* **Textauszug**:
━━━━━━━━━━

P. Sonet: Ja. Ich sage den jungen Leuten: Schaut euch die Schachspieler an. Welche Vorsicht bei jedem Zug mit einem Bauern! Der Spieler nimmt sich Zeit, bevor er zieht, er hält inne, bevor er sich entscheidet, bedenkt die Folgen seiner Entscheidung für die Fortsetzung des Spiels. Er hat gelernt, seine Ungeduld zu zähmen. Aus Erfahrung weiß er, dass der verliert, der seiner ersten Eingebung folgt. Vor allem aber weiß er: Sobald er gezogen hat, ist die Partie nicht mehr wie vor dem Zug, sie nimmt ihren Lauf in eine Richtung, die man nicht mehr rückgängig machen kann. Genauso verhält es sich mit den Gesten der Liebe: Es zahlt sich aus, sie mit größter Vorsicht einzusetzen, denn sie schaffen eine neue Situation, eine beinahe unumkehrbare.
Unumkehrbar – übertreiben Sie da nicht etwas?

━━━━━━━━━━

* **Arbeitsauftrag**:
Schreiben Sie aus dem Textauszug den Abschnitt zwischen „P. Sonet: Ja.“ und „da nicht etwas?“, beide Stellen eingeschlossen, wortgetreu ab. Die Einträge werden für die Bearbeitung nicht benötigt.

━━━━━━━━━━

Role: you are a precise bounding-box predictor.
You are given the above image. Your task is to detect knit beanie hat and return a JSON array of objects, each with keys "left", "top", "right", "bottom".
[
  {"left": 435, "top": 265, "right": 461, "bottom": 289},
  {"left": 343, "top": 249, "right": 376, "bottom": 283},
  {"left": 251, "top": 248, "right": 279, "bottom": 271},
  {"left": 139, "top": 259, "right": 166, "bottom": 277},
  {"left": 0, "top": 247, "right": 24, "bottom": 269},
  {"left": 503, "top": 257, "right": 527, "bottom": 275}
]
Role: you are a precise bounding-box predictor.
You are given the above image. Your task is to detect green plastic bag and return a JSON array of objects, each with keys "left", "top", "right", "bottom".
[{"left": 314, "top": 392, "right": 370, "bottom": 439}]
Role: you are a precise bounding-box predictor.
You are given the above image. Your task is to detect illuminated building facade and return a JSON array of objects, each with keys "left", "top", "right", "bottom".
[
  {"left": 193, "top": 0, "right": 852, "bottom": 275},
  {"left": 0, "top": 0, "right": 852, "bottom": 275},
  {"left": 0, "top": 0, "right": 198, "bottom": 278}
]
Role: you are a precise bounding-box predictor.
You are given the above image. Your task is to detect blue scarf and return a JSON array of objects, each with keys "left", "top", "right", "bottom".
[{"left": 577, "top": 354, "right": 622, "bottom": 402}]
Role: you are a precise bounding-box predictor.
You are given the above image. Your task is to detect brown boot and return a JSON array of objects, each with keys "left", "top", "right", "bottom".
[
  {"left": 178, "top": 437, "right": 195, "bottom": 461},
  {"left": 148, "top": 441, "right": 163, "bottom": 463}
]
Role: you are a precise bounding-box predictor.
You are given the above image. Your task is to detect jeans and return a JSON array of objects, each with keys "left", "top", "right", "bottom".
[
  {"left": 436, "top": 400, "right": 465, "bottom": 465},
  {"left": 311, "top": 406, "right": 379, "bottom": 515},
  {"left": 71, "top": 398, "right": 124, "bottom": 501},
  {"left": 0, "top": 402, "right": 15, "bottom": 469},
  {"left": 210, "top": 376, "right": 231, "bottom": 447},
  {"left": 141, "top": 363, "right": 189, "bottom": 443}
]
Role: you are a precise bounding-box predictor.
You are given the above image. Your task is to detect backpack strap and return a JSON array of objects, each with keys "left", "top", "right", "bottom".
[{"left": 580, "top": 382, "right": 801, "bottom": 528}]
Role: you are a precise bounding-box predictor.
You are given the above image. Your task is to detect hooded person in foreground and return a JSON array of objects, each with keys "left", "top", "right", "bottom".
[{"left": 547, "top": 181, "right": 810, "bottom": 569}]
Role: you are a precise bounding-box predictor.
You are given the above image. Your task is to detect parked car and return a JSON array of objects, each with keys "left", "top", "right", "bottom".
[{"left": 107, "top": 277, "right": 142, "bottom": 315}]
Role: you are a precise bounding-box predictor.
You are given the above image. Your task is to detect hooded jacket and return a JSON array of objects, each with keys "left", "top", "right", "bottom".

━━━━━━━━━━

* **Lösung**:
P. Sonet: Ja. Ich sage den jungen Leuten: Schaut euch die Schachspieler an. Welche Vorsicht bei jedem Zug mit einem Bauern! Der Spieler nimmt sich Zeit, bevor er zieht, er hält inne, bevor er sich entscheidet, bedenkt die Folgen seiner Entscheidung für die Fortsetzung des Spiels. Er hat gelernt, seine Ungeduld zu zähmen. Aus Erfahrung weiß er, dass der verliert, der seiner ersten Eingebung folgt. Vor allem aber weiß er: Sobald er gezogen hat, ist die Partie nicht mehr wie vor dem Zug, sie nimmt ihren Lauf in eine Richtung, die man nicht mehr rückgängig machen kann. Genauso verhält es sich mit den Gesten der Liebe: Es zahlt sich aus, sie mit größter Vorsicht einzusetzen, denn sie schaffen eine neue Situation, eine beinahe unumkehrbare.
Unumkehrbar – übertreiben Sie da nicht etwas?